_Requirement_: Once the pictures are set aside, reproduce the entries below exactly.
BEGIN Data under study
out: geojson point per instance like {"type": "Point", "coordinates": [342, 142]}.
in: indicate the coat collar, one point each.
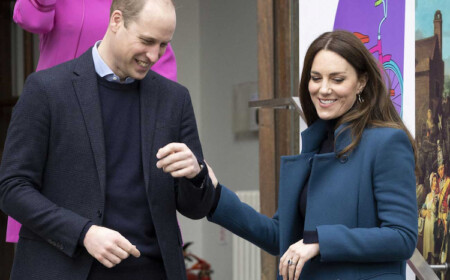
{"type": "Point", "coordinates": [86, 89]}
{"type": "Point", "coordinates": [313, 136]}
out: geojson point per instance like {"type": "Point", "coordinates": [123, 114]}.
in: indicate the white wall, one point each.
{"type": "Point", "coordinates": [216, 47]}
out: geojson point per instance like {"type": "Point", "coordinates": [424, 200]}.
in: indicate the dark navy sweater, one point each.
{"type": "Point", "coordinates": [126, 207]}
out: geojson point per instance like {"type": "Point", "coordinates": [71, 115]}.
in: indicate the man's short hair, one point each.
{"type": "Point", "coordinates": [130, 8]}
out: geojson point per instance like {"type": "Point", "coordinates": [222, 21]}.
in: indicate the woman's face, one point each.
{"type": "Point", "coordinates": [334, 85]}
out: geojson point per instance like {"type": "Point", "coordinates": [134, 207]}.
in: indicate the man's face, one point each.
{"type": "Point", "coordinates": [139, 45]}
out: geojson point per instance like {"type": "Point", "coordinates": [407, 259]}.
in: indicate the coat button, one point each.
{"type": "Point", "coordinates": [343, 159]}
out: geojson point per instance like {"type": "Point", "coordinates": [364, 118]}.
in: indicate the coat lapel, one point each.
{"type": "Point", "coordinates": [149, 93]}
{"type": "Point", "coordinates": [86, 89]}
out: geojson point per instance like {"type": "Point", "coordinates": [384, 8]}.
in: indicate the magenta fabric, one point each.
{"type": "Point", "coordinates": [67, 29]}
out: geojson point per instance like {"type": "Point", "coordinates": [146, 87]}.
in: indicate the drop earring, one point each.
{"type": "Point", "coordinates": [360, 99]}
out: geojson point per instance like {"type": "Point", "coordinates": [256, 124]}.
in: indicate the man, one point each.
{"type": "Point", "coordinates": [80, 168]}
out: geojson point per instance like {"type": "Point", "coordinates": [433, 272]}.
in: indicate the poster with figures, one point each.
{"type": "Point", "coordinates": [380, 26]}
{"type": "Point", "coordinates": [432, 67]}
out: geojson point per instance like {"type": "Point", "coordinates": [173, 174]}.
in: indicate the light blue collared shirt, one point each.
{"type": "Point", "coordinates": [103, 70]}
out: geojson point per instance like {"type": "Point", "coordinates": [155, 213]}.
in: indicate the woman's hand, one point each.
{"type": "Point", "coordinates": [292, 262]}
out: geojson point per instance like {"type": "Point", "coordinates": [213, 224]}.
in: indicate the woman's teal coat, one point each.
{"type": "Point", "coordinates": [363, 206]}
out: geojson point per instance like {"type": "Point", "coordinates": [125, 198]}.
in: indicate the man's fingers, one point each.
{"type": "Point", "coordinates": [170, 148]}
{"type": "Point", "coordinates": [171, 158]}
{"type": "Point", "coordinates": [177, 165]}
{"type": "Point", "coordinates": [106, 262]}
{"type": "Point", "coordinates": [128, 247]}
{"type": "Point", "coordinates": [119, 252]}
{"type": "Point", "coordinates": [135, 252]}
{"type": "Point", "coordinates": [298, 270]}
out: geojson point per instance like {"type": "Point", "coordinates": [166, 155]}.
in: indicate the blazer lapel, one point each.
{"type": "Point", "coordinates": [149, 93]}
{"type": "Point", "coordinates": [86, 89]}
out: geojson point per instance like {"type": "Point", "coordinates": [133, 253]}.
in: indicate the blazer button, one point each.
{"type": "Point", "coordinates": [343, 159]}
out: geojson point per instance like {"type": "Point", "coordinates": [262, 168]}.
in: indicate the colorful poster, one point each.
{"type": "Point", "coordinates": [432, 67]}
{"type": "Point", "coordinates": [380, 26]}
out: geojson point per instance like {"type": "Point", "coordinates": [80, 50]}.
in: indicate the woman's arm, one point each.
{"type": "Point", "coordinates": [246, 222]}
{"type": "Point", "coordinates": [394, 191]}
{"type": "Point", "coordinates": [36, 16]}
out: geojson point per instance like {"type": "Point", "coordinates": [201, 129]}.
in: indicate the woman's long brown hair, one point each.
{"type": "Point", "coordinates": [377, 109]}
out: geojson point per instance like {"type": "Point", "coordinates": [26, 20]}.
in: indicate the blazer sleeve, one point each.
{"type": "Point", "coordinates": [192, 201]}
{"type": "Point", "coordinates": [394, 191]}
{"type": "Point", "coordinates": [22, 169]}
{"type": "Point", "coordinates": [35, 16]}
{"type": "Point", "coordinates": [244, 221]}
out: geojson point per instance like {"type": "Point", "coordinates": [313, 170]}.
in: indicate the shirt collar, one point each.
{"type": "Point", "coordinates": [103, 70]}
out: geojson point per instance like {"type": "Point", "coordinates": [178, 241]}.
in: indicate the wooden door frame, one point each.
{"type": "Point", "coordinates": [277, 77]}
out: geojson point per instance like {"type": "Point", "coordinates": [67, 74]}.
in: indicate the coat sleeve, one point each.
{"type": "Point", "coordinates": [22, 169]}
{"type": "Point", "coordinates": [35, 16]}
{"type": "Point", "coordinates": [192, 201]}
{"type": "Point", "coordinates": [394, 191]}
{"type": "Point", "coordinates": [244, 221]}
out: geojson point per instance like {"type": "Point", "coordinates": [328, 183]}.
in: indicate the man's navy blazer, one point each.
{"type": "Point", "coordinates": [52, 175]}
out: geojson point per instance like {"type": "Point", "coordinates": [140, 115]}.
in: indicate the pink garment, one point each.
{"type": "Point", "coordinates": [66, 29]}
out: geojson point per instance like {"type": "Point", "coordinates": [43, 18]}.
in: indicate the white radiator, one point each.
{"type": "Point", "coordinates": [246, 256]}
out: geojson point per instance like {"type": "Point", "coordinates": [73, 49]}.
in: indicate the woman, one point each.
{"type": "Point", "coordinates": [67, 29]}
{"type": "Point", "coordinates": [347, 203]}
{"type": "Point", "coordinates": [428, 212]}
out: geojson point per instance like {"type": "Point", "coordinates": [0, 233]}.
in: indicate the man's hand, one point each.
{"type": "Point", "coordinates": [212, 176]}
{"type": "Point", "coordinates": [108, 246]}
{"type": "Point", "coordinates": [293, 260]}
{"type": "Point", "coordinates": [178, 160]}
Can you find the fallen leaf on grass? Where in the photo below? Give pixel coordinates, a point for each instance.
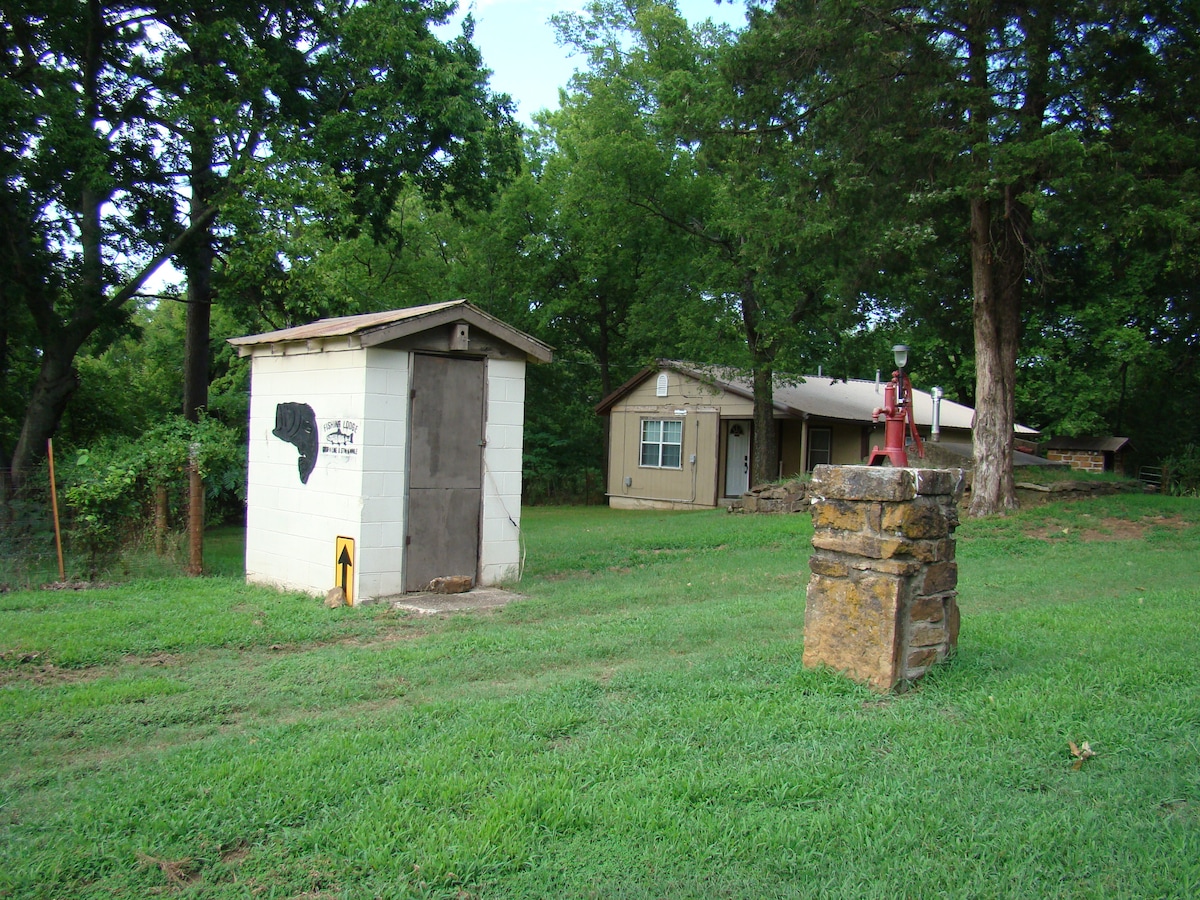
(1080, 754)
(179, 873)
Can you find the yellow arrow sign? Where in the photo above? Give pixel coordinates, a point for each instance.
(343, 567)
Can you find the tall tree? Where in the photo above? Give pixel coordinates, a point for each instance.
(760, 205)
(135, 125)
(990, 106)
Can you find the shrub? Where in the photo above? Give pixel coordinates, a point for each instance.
END Data under study
_Result of the task_:
out: geojson point per instance like {"type": "Point", "coordinates": [342, 142]}.
in: indicate the coat collar, one point each.
{"type": "Point", "coordinates": [86, 89]}
{"type": "Point", "coordinates": [313, 136]}
out: geojson point per instance like {"type": "Point", "coordinates": [123, 114]}.
in: indicate the white wall, one point each.
{"type": "Point", "coordinates": [216, 47]}
out: geojson point per instance like {"type": "Point", "coordinates": [424, 200]}.
in: indicate the dark navy sweater, one point each.
{"type": "Point", "coordinates": [126, 207]}
out: geojson point per instance like {"type": "Point", "coordinates": [71, 115]}.
in: indicate the man's short hair, one point each.
{"type": "Point", "coordinates": [130, 8]}
out: geojson point per instance like {"type": "Point", "coordinates": [222, 21]}.
in: indicate the woman's face, one point each.
{"type": "Point", "coordinates": [334, 85]}
out: geojson point per instance like {"type": "Point", "coordinates": [134, 207]}.
in: indicate the man's face, one point each.
{"type": "Point", "coordinates": [139, 45]}
out: geojson point per instance like {"type": "Point", "coordinates": [407, 259]}.
in: indicate the coat button, one point each.
{"type": "Point", "coordinates": [343, 159]}
out: geojson point per instance like {"type": "Point", "coordinates": [364, 118]}.
in: indicate the coat lapel, one point each.
{"type": "Point", "coordinates": [149, 93]}
{"type": "Point", "coordinates": [86, 89]}
out: geojson point per instance like {"type": "Point", "coordinates": [384, 8]}.
in: indicate the magenta fabric, one point each.
{"type": "Point", "coordinates": [67, 29]}
out: geojson point per instance like {"type": "Point", "coordinates": [146, 87]}.
in: indicate the drop earring, one point each.
{"type": "Point", "coordinates": [360, 99]}
out: geojson point per instance like {"type": "Point", "coordinates": [256, 124]}.
in: indicate the man, one point each.
{"type": "Point", "coordinates": [80, 168]}
out: geojson point per instance like {"type": "Point", "coordinates": [433, 272]}.
in: indicate the poster with figures, one point each.
{"type": "Point", "coordinates": [380, 26]}
{"type": "Point", "coordinates": [432, 67]}
out: geojson point per instance like {"type": "Point", "coordinates": [173, 174]}.
in: indicate the light blue collared shirt, one point each.
{"type": "Point", "coordinates": [103, 70]}
out: geojson point per instance like {"type": "Point", "coordinates": [155, 213]}.
in: indicate the woman's hand, one point each.
{"type": "Point", "coordinates": [292, 262]}
out: geojson point per instance like {"type": "Point", "coordinates": [213, 224]}.
in: indicate the woman's teal coat, one point each.
{"type": "Point", "coordinates": [363, 206]}
out: geojson point per instance like {"type": "Point", "coordinates": [125, 198]}.
in: indicate the man's fingers, one point each.
{"type": "Point", "coordinates": [170, 148]}
{"type": "Point", "coordinates": [171, 158]}
{"type": "Point", "coordinates": [177, 165]}
{"type": "Point", "coordinates": [106, 262]}
{"type": "Point", "coordinates": [128, 247]}
{"type": "Point", "coordinates": [119, 252]}
{"type": "Point", "coordinates": [135, 252]}
{"type": "Point", "coordinates": [298, 270]}
out: geojson point per instance like {"type": "Point", "coordinates": [166, 155]}.
in: indicate the blazer lapel, one point each.
{"type": "Point", "coordinates": [149, 93]}
{"type": "Point", "coordinates": [86, 89]}
out: geojson point per instance like {"type": "Point", "coordinates": [133, 253]}.
in: indicate the blazer button, one point each.
{"type": "Point", "coordinates": [343, 159]}
out: geojson point per instance like {"type": "Point", "coordinates": [262, 168]}.
in: indicate the colorful poster, one point each.
{"type": "Point", "coordinates": [432, 67]}
{"type": "Point", "coordinates": [380, 26]}
out: geojson point per instance like {"type": "Point", "coordinates": [80, 50]}.
in: indicate the woman's arm, one point each.
{"type": "Point", "coordinates": [246, 222]}
{"type": "Point", "coordinates": [394, 191]}
{"type": "Point", "coordinates": [36, 16]}
out: geojson point per instance like {"type": "Point", "coordinates": [201, 129]}.
in: indicate the woman's long brown hair, one point each.
{"type": "Point", "coordinates": [377, 109]}
out: geojson point per instance like {"type": "Point", "coordinates": [26, 20]}.
in: indicate the blazer sleeve, one point each.
{"type": "Point", "coordinates": [192, 201]}
{"type": "Point", "coordinates": [394, 191]}
{"type": "Point", "coordinates": [22, 169]}
{"type": "Point", "coordinates": [35, 16]}
{"type": "Point", "coordinates": [244, 221]}
out: geojson point per instance like {"type": "Point", "coordinates": [313, 170]}.
in: indicate the shirt collar, one point each.
{"type": "Point", "coordinates": [103, 70]}
out: geojson point per instance like {"type": "Point", "coordinates": [178, 241]}.
in: indicate the wooden door frame, one point each.
{"type": "Point", "coordinates": [277, 77]}
out: geojson point per instance like {"type": "Point", "coordinates": [67, 74]}.
in: indicate the coat sleeve, one point each.
{"type": "Point", "coordinates": [22, 169]}
{"type": "Point", "coordinates": [35, 16]}
{"type": "Point", "coordinates": [192, 201]}
{"type": "Point", "coordinates": [394, 191]}
{"type": "Point", "coordinates": [244, 221]}
out: geojson point per instance like {"type": "Point", "coordinates": [328, 183]}.
in: indicate the man's navy blazer, one point each.
{"type": "Point", "coordinates": [52, 175]}
out: geojson point per instance like {"type": "Point", "coordinates": [140, 115]}.
in: indicate the pink garment, one point each.
{"type": "Point", "coordinates": [66, 29]}
out: geojson point per instance like {"type": "Point", "coordinates": [43, 18]}.
in: indicate the white radiator, one point each.
{"type": "Point", "coordinates": [246, 256]}
out: geojson point per instance like {"type": "Point", "coordinates": [73, 49]}.
in: indicate the woman, one point each.
{"type": "Point", "coordinates": [67, 29]}
{"type": "Point", "coordinates": [347, 203]}
{"type": "Point", "coordinates": [428, 212]}
out: geojson point per instance like {"type": "Point", "coordinates": [0, 233]}.
in: indicate the man's hand, one point each.
{"type": "Point", "coordinates": [212, 176]}
{"type": "Point", "coordinates": [108, 246]}
{"type": "Point", "coordinates": [293, 260]}
{"type": "Point", "coordinates": [178, 160]}
Can you find the fallen leaf on grass? Where in the photo below? Give pixel coordinates, a point for each instance.
(1080, 754)
(179, 873)
Can you find the yellow arrow sign? Where in the photo above? Give pixel coordinates, a point for each instance.
(343, 567)
Can you find the tall tree? Where in the photo above? Give pixel coordinates, a point for each instance.
(760, 205)
(135, 125)
(990, 106)
Can you find the shrub? Where in the photo above? Give pixel coordinates, a point for each instance.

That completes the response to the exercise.